» **Written tasks**:
[1] Answer these questions about the forum thread on finger plating:
(a) What does lazersteve say silver-colored fingers typically are?
(b) In slowerbear's account, what metal were the boards that stayed bright and shiny plated with?
(c) How many keyboards does steveonmars say he still has sitting outside?
[2] Retype the passage of the forum thread on finger plating word for word, from "Wow Ive been" to "junk to me.".

START Extract

# Different platings on fingers



## jamthe3 (Feb 5, 2009)

Good evening all! I was wondering if there are other kinds of plated fingers other than gold. When removing some cards off of circuit boards I've noticed some of the fingers are not gold in color but rather shiny silver. I'm assuming they are plated w/ a different metal and figured someone else would probably already have the information as to what possible metals it might be.

Thanks in advance,
John


----------



## lazersteve (Feb 6, 2009)

John,

Typically, silver colored fingers are only solder coated copper traces.

Some of the PCI card slot fingers are very lightly gold plated and have a semi-silver appearance.

Steve


----------



## jamthe3 (Feb 6, 2009)

Thanks Steve. Am I correct in assuming (w/ the possible exception of the PCI ones) that these are better of economically to leave be?

John


----------



## slowerbear (Feb 10, 2009)

Actually, Hewlett Packard utillized a wide variety of plating materials for circuit boards and associated fingers. It was very common in the 50's and 60's to use both platinum and palladium in high performance oscilator circuits. By accident, I discovered the difference between silver and palladium plating in a large junk heap of discarded circuits. In essence, the dull/oxidized boards were plated with silver. The boards that remained bright and shiny were plated with palladium. Testing validated the hypothesis. These boards still show up occasionally in lot's of discarded HP test equipment. Trust me--Every milligram is recovered!


----------



## goldsilverpro (Feb 15, 2009)

In the 60s, Zerox used rhodium plated fingers on some boards.


----------



## Platdigger (Feb 15, 2009)

Not sure if it is true, but long ago I heard that some key boards made in the early 80s had some rhodium plating under the keys. (contacts)
Randy


----------



## Charlena (Feb 16, 2009)

Platdigger said:


> Not sure if it is true, but long ago I heard that some key boards made in the early 80s had some rhodium plating under the keys. (contacts)
> Randy



That's why they were selling for 500 bucks all beaten up broken on ebay and 1000 if they were like new!
Wow Ive been looking for the reason that phenomenon had taken place on the market! 
Old IMB Cl-icky keyboards...wow


----------



## SilverFox (Feb 16, 2009)

.....

At one point my dive shop had like 7 of those, to think the worthless 80/86 generation keyboard was nothing but a rhodium mine. At the time, it was just worthless junk to me.


----------



## steveonmars (Apr 17, 2009)

Does anyone have a photo or link to see what these keyboards looks like?

I just took about a dozen old IBM keyboards apart that have a steel plate that you have to use pliers or a screwdriver to pop the keys off. Then there's 3 little gold colored plates under the keys that you pull off with pliers. I've just been tossing these in a bucket with other unknown stuff to go through later. 

I still have 6 or 8 that I haven't popped the keys off yet, but I did pull the plastic covers off and cut the cords. I can screw the covers back on and sell them without the cords if there're going for that much!

Steve


----------



## steveonmars (Apr 17, 2009)

I just went and looked and I already through the plastic cases in with the recycling and they're gone.  

Here's a couple similar keyboards on ebay that's looks very close to mine, slightly different.

Item number: 380117498908
Item number: 200256030747

There's more but they aren't selling for much or don't even have bids.

I have 10 of these still sitting outside, steel plate with keys only.

Steve


----------



## steveonmars (Apr 17, 2009)

If these are the ones with the rhodium, is this something I can refine? If not is there somewhere to sell the rhodium plated parts only, a refiner maybe?

Thanks, I'll shut up now and give you guys a chance to actually read my posts instead of dominating the thread.

Steve


----------

END Extract
START Supplied material

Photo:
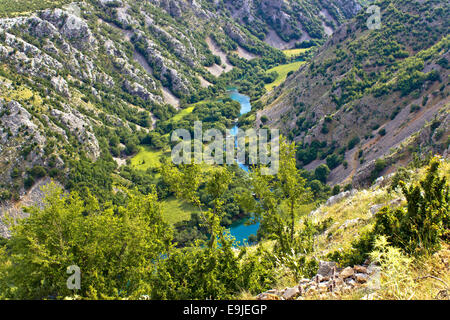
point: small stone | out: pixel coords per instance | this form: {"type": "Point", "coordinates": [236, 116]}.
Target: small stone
{"type": "Point", "coordinates": [304, 281]}
{"type": "Point", "coordinates": [323, 288]}
{"type": "Point", "coordinates": [361, 277]}
{"type": "Point", "coordinates": [360, 269]}
{"type": "Point", "coordinates": [326, 268]}
{"type": "Point", "coordinates": [370, 296]}
{"type": "Point", "coordinates": [350, 282]}
{"type": "Point", "coordinates": [291, 293]}
{"type": "Point", "coordinates": [268, 296]}
{"type": "Point", "coordinates": [346, 273]}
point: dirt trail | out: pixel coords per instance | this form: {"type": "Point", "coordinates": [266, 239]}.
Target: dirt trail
{"type": "Point", "coordinates": [217, 70]}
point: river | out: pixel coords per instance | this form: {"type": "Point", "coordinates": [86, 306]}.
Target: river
{"type": "Point", "coordinates": [239, 230]}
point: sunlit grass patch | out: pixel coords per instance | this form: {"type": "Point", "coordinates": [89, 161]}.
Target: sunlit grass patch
{"type": "Point", "coordinates": [294, 52]}
{"type": "Point", "coordinates": [147, 158]}
{"type": "Point", "coordinates": [175, 210]}
{"type": "Point", "coordinates": [282, 71]}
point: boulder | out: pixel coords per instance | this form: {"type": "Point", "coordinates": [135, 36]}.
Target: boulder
{"type": "Point", "coordinates": [346, 273]}
{"type": "Point", "coordinates": [360, 269]}
{"type": "Point", "coordinates": [361, 277]}
{"type": "Point", "coordinates": [326, 268]}
{"type": "Point", "coordinates": [291, 293]}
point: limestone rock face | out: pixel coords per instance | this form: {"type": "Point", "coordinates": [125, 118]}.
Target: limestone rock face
{"type": "Point", "coordinates": [330, 282]}
{"type": "Point", "coordinates": [79, 126]}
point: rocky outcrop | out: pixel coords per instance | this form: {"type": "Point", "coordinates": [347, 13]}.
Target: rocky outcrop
{"type": "Point", "coordinates": [330, 282]}
{"type": "Point", "coordinates": [79, 126]}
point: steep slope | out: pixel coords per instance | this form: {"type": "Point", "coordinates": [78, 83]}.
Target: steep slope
{"type": "Point", "coordinates": [371, 94]}
{"type": "Point", "coordinates": [82, 83]}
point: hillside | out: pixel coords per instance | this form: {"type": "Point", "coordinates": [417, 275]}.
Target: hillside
{"type": "Point", "coordinates": [92, 92]}
{"type": "Point", "coordinates": [370, 94]}
{"type": "Point", "coordinates": [84, 81]}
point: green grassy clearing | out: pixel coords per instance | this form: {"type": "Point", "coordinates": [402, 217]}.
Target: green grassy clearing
{"type": "Point", "coordinates": [147, 158]}
{"type": "Point", "coordinates": [282, 71]}
{"type": "Point", "coordinates": [175, 210]}
{"type": "Point", "coordinates": [294, 52]}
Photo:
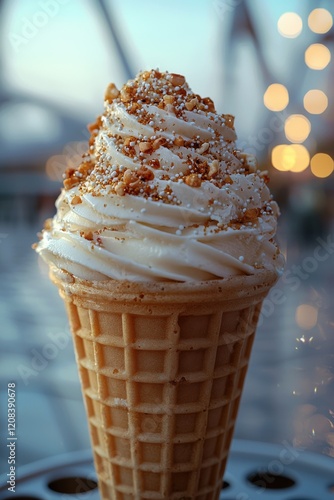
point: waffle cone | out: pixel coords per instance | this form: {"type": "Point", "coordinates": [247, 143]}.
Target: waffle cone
{"type": "Point", "coordinates": [162, 367]}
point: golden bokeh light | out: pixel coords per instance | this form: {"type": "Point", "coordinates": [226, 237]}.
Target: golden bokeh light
{"type": "Point", "coordinates": [322, 165]}
{"type": "Point", "coordinates": [290, 25]}
{"type": "Point", "coordinates": [301, 157]}
{"type": "Point", "coordinates": [320, 21]}
{"type": "Point", "coordinates": [297, 128]}
{"type": "Point", "coordinates": [306, 316]}
{"type": "Point", "coordinates": [276, 97]}
{"type": "Point", "coordinates": [317, 56]}
{"type": "Point", "coordinates": [290, 157]}
{"type": "Point", "coordinates": [315, 101]}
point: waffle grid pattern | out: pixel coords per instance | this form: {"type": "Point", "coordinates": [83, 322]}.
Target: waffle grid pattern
{"type": "Point", "coordinates": [150, 382]}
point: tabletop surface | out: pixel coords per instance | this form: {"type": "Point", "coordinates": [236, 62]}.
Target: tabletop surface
{"type": "Point", "coordinates": [288, 395]}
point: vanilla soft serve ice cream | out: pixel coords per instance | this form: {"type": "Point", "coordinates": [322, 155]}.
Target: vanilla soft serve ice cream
{"type": "Point", "coordinates": [162, 193]}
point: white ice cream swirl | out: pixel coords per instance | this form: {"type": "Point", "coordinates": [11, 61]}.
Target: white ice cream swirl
{"type": "Point", "coordinates": [162, 194]}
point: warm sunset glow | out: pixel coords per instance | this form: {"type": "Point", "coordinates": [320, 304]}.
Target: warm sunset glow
{"type": "Point", "coordinates": [301, 157]}
{"type": "Point", "coordinates": [297, 128]}
{"type": "Point", "coordinates": [315, 101]}
{"type": "Point", "coordinates": [306, 316]}
{"type": "Point", "coordinates": [317, 56]}
{"type": "Point", "coordinates": [290, 25]}
{"type": "Point", "coordinates": [320, 21]}
{"type": "Point", "coordinates": [322, 165]}
{"type": "Point", "coordinates": [276, 97]}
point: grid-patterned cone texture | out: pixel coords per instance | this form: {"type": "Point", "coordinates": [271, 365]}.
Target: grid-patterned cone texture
{"type": "Point", "coordinates": [162, 384]}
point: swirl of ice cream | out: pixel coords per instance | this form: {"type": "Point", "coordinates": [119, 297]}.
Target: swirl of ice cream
{"type": "Point", "coordinates": [162, 193]}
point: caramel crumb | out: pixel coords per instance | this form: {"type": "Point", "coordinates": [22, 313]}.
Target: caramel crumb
{"type": "Point", "coordinates": [111, 92]}
{"type": "Point", "coordinates": [71, 182]}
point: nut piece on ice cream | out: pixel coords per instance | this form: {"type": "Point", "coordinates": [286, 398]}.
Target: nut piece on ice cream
{"type": "Point", "coordinates": [165, 192]}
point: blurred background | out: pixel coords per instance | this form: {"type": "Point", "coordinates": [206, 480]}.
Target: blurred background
{"type": "Point", "coordinates": [268, 63]}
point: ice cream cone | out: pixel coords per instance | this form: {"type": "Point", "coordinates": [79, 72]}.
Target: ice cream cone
{"type": "Point", "coordinates": [162, 367]}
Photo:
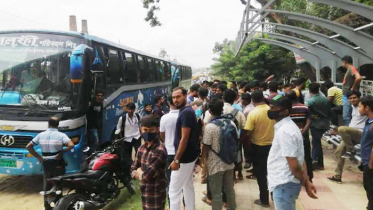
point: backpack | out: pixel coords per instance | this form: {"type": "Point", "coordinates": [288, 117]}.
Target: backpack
{"type": "Point", "coordinates": [232, 116]}
{"type": "Point", "coordinates": [228, 140]}
{"type": "Point", "coordinates": [124, 117]}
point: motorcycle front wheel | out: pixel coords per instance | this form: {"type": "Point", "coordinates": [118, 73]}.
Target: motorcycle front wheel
{"type": "Point", "coordinates": [68, 202]}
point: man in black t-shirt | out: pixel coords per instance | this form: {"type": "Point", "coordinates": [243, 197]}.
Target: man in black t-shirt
{"type": "Point", "coordinates": [187, 151]}
{"type": "Point", "coordinates": [94, 120]}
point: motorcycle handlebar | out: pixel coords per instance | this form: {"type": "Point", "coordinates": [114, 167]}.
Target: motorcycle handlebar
{"type": "Point", "coordinates": [115, 142]}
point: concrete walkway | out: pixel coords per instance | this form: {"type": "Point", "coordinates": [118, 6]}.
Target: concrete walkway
{"type": "Point", "coordinates": [349, 195]}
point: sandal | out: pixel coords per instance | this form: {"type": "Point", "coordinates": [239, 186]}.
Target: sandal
{"type": "Point", "coordinates": [251, 176]}
{"type": "Point", "coordinates": [335, 179]}
{"type": "Point", "coordinates": [250, 171]}
{"type": "Point", "coordinates": [240, 177]}
{"type": "Point", "coordinates": [207, 201]}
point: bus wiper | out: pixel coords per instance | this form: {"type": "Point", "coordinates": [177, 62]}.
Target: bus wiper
{"type": "Point", "coordinates": [28, 102]}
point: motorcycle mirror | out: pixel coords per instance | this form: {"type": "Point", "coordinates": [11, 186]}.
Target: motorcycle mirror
{"type": "Point", "coordinates": [86, 149]}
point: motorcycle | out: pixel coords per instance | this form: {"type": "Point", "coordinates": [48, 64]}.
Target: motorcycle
{"type": "Point", "coordinates": [104, 174]}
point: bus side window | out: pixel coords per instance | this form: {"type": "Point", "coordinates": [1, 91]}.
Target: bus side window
{"type": "Point", "coordinates": [141, 69]}
{"type": "Point", "coordinates": [166, 71]}
{"type": "Point", "coordinates": [131, 72]}
{"type": "Point", "coordinates": [150, 74]}
{"type": "Point", "coordinates": [114, 73]}
{"type": "Point", "coordinates": [160, 71]}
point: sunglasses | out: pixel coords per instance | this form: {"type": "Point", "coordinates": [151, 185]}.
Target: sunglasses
{"type": "Point", "coordinates": [146, 130]}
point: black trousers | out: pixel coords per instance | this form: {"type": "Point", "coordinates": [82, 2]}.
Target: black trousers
{"type": "Point", "coordinates": [307, 155]}
{"type": "Point", "coordinates": [128, 146]}
{"type": "Point", "coordinates": [260, 156]}
{"type": "Point", "coordinates": [51, 168]}
{"type": "Point", "coordinates": [368, 185]}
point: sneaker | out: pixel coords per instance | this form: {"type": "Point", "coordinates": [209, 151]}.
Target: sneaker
{"type": "Point", "coordinates": [247, 166]}
{"type": "Point", "coordinates": [258, 202]}
{"type": "Point", "coordinates": [335, 178]}
{"type": "Point", "coordinates": [349, 155]}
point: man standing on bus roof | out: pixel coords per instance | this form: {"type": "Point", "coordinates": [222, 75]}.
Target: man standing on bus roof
{"type": "Point", "coordinates": [51, 143]}
{"type": "Point", "coordinates": [351, 82]}
{"type": "Point", "coordinates": [94, 120]}
{"type": "Point", "coordinates": [158, 103]}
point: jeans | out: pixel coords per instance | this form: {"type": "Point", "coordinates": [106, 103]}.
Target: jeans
{"type": "Point", "coordinates": [317, 154]}
{"type": "Point", "coordinates": [260, 156]}
{"type": "Point", "coordinates": [128, 146]}
{"type": "Point", "coordinates": [347, 110]}
{"type": "Point", "coordinates": [307, 155]}
{"type": "Point", "coordinates": [336, 111]}
{"type": "Point", "coordinates": [51, 168]}
{"type": "Point", "coordinates": [351, 137]}
{"type": "Point", "coordinates": [93, 140]}
{"type": "Point", "coordinates": [284, 196]}
{"type": "Point", "coordinates": [368, 185]}
{"type": "Point", "coordinates": [217, 182]}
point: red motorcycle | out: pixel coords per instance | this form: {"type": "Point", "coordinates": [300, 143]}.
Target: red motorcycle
{"type": "Point", "coordinates": [105, 173]}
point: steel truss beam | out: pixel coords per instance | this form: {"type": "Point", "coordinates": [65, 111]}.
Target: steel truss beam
{"type": "Point", "coordinates": [313, 59]}
{"type": "Point", "coordinates": [348, 5]}
{"type": "Point", "coordinates": [363, 40]}
{"type": "Point", "coordinates": [326, 56]}
{"type": "Point", "coordinates": [339, 47]}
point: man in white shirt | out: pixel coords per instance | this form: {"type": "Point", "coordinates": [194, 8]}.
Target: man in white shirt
{"type": "Point", "coordinates": [167, 130]}
{"type": "Point", "coordinates": [248, 107]}
{"type": "Point", "coordinates": [128, 128]}
{"type": "Point", "coordinates": [287, 171]}
{"type": "Point", "coordinates": [351, 135]}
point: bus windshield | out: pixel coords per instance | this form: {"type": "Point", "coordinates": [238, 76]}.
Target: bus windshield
{"type": "Point", "coordinates": [35, 70]}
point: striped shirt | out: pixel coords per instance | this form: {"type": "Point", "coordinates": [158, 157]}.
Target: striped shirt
{"type": "Point", "coordinates": [152, 161]}
{"type": "Point", "coordinates": [51, 141]}
{"type": "Point", "coordinates": [299, 114]}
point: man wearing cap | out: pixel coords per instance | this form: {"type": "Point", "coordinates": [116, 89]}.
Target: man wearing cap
{"type": "Point", "coordinates": [51, 143]}
{"type": "Point", "coordinates": [150, 166]}
{"type": "Point", "coordinates": [287, 170]}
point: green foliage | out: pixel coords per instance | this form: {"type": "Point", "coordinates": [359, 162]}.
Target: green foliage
{"type": "Point", "coordinates": [255, 61]}
{"type": "Point", "coordinates": [152, 6]}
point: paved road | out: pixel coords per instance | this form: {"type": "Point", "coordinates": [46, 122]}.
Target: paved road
{"type": "Point", "coordinates": [22, 193]}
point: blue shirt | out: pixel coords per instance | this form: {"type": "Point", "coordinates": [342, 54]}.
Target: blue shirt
{"type": "Point", "coordinates": [237, 106]}
{"type": "Point", "coordinates": [190, 99]}
{"type": "Point", "coordinates": [51, 141]}
{"type": "Point", "coordinates": [366, 142]}
{"type": "Point", "coordinates": [187, 119]}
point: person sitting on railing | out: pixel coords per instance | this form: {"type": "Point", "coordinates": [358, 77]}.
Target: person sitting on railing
{"type": "Point", "coordinates": [335, 98]}
{"type": "Point", "coordinates": [351, 136]}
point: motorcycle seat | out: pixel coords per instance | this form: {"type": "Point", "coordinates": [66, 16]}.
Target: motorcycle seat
{"type": "Point", "coordinates": [90, 174]}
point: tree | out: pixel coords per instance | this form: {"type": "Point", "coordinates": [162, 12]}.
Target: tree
{"type": "Point", "coordinates": [256, 60]}
{"type": "Point", "coordinates": [163, 54]}
{"type": "Point", "coordinates": [152, 6]}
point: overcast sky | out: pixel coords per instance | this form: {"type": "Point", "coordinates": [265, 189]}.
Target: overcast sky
{"type": "Point", "coordinates": [188, 32]}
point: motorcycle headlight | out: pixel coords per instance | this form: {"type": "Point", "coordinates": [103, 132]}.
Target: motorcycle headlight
{"type": "Point", "coordinates": [75, 139]}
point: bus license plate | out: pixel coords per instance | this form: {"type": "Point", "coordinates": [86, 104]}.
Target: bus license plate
{"type": "Point", "coordinates": [8, 163]}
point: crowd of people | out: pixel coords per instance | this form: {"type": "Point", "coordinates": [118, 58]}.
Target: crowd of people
{"type": "Point", "coordinates": [260, 126]}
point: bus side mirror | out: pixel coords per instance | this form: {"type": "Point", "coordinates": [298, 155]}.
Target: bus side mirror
{"type": "Point", "coordinates": [77, 62]}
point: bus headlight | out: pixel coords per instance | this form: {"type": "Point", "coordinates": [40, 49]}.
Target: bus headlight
{"type": "Point", "coordinates": [75, 139]}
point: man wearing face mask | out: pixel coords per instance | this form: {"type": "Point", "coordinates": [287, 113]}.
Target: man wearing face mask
{"type": "Point", "coordinates": [287, 171]}
{"type": "Point", "coordinates": [150, 166]}
{"type": "Point", "coordinates": [259, 135]}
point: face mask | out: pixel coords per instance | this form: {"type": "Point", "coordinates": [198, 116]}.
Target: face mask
{"type": "Point", "coordinates": [273, 115]}
{"type": "Point", "coordinates": [149, 136]}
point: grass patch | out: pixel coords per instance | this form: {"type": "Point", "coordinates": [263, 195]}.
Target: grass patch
{"type": "Point", "coordinates": [125, 201]}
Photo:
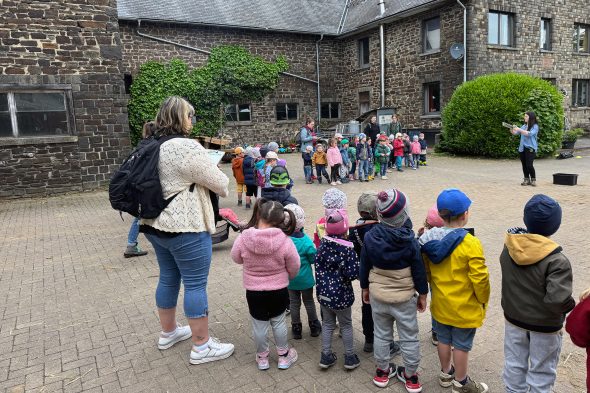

END Supplied material

» **Exercise results**:
[1]
(a) Solder-coated copper traces.
(b) Palladium.
(c) Ten.

[2]
Wow Ive been looking for the reason that phenomenon had taken place on the market! 
Old IMB Cl-icky keyboards...wow


----------



## SilverFox (Feb 16, 2009)

.....

At one point my dive shop had like 7 of those, to think the worthless 80/86 generation keyboard was nothing but a rhodium mine. At the time, it was just worthless junk to me.